Records from a collection:
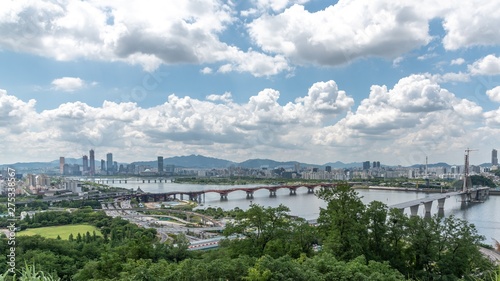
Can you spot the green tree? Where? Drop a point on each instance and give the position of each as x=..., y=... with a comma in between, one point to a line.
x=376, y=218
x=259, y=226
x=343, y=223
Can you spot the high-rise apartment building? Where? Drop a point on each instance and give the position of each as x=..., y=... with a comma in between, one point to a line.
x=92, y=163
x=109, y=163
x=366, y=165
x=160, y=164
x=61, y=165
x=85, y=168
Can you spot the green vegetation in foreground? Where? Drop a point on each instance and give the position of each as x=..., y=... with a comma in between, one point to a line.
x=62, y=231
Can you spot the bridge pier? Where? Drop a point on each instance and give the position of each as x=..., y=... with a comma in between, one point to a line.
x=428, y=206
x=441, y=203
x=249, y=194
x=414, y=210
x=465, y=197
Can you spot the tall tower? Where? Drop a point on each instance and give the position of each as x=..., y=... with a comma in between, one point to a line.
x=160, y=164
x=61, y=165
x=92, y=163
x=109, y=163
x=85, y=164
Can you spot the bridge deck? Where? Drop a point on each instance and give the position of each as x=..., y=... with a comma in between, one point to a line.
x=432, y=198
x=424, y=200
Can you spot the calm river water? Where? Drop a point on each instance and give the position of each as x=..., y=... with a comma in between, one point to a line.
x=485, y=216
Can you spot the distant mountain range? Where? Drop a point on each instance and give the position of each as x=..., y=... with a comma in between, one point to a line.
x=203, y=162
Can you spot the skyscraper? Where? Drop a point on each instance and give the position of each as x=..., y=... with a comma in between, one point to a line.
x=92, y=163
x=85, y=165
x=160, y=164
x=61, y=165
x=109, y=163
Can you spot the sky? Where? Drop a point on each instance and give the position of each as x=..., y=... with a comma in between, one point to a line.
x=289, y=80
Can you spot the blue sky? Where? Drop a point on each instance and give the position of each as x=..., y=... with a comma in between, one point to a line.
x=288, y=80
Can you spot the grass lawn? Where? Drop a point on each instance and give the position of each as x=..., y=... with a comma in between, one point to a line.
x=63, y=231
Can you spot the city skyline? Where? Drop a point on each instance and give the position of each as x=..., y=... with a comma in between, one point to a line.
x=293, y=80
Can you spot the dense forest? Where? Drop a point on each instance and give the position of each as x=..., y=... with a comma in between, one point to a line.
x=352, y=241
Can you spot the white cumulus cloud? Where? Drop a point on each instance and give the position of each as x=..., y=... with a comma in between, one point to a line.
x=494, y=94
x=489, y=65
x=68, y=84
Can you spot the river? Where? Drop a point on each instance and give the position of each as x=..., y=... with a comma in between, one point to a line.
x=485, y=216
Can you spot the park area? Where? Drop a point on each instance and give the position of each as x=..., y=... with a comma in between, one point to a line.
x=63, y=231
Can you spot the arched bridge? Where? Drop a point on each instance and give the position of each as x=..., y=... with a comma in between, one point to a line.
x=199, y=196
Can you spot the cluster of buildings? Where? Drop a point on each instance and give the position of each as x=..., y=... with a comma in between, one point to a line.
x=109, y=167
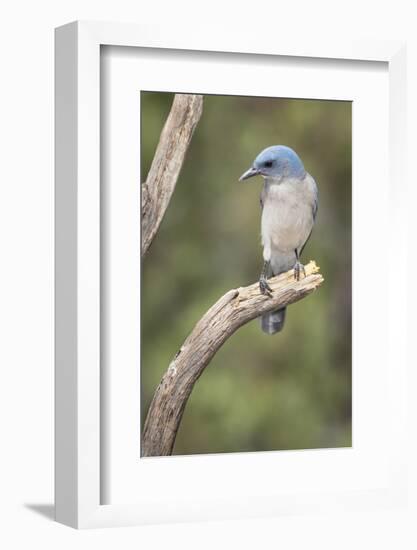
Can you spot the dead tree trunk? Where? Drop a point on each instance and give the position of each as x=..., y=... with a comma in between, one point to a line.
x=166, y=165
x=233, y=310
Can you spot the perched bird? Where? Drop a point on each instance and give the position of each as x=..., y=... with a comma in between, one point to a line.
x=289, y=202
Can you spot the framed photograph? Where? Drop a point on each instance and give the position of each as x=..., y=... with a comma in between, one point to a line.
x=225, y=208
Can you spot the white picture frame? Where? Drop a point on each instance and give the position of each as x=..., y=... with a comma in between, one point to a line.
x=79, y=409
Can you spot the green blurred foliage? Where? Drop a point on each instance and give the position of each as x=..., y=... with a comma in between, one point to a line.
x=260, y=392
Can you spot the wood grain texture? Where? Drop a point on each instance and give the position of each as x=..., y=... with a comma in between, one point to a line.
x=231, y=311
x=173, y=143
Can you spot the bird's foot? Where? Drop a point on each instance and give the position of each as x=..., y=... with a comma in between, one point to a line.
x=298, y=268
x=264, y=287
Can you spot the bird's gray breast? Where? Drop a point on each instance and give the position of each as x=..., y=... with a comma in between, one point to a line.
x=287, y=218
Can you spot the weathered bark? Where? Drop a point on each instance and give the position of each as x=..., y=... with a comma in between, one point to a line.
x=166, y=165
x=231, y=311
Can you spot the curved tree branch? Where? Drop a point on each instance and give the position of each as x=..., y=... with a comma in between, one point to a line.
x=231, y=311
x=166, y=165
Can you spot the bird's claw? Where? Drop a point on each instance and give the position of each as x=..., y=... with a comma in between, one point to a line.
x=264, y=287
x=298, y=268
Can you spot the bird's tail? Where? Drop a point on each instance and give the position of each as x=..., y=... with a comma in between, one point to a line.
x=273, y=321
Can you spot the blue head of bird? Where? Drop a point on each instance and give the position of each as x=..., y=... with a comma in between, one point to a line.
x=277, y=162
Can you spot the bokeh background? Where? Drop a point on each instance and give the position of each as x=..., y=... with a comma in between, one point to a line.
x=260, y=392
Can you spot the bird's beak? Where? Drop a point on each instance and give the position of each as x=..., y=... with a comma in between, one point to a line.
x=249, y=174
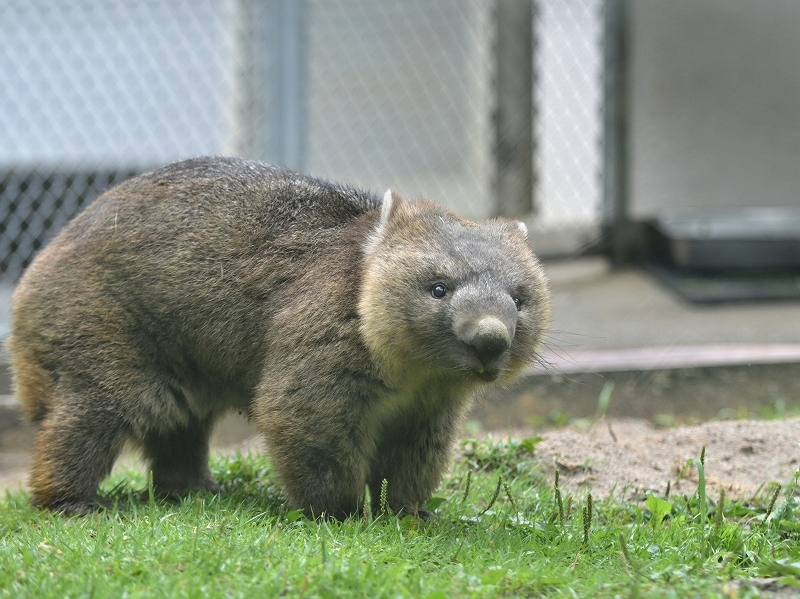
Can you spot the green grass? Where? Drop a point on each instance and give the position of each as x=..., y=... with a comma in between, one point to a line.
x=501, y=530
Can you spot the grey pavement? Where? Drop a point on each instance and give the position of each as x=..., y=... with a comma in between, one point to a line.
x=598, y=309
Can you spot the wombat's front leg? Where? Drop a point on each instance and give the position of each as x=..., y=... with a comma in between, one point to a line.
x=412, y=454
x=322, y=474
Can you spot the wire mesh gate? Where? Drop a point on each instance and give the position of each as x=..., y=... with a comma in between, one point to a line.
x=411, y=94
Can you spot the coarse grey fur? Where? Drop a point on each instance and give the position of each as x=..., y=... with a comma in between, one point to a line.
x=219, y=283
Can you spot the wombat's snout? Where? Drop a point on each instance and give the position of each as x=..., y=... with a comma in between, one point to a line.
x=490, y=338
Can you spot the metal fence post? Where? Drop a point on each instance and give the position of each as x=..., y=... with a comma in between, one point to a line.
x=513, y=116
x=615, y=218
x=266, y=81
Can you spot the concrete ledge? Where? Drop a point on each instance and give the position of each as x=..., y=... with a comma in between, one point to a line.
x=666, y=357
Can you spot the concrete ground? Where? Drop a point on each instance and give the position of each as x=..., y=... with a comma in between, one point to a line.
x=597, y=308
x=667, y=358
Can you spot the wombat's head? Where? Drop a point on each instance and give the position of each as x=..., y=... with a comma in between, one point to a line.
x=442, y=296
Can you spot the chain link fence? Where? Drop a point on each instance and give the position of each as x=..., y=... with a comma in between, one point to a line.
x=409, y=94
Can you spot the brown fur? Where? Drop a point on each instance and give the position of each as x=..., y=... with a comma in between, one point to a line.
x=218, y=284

[Short exercise] Using the material above, extract the line that contains "Can you spot the coarse" and every line after it, exactly as given; stop at the last line.

[Expected answer]
Can you spot the coarse grey fur? Where? Drop a point on each instance and give the position of each as x=..., y=... with a comma in between, one point to a line.
x=219, y=283
Can you spot the wombat's snout? Where? Drop a point on each instance and give the position of each as x=..., y=... with a comma in between, one point to a line.
x=490, y=338
Can you spot the metal fence post? Where? Drop a point on each instance and give the position of each as x=..., y=... with a comma in between, one point to a line.
x=513, y=116
x=615, y=218
x=266, y=81
Can you spot the concrete ledge? Where? Drop a point on each instance and give the position of each as x=..., y=... with a comma in between, one point to a line.
x=666, y=357
Can you spot the concrete ground? Where? Drop a point on each instance and give the position of each as x=..., y=... with a comma in between, one point to a line.
x=597, y=308
x=667, y=358
Can you spot the wombat's head? Where? Drop a point on each instance and give the position of each as x=..., y=... with a comma in between, one point to a line.
x=442, y=296
Can you spot the chain link fence? Where? Drop a point on each instance and give the position of each as x=..., y=... with a comma in between, one point to a line.
x=409, y=94
Can you spot the brown fur? Where? Drop a point on each instance and give the position of each as x=..., y=... with a comma in between, one point to a line.
x=218, y=284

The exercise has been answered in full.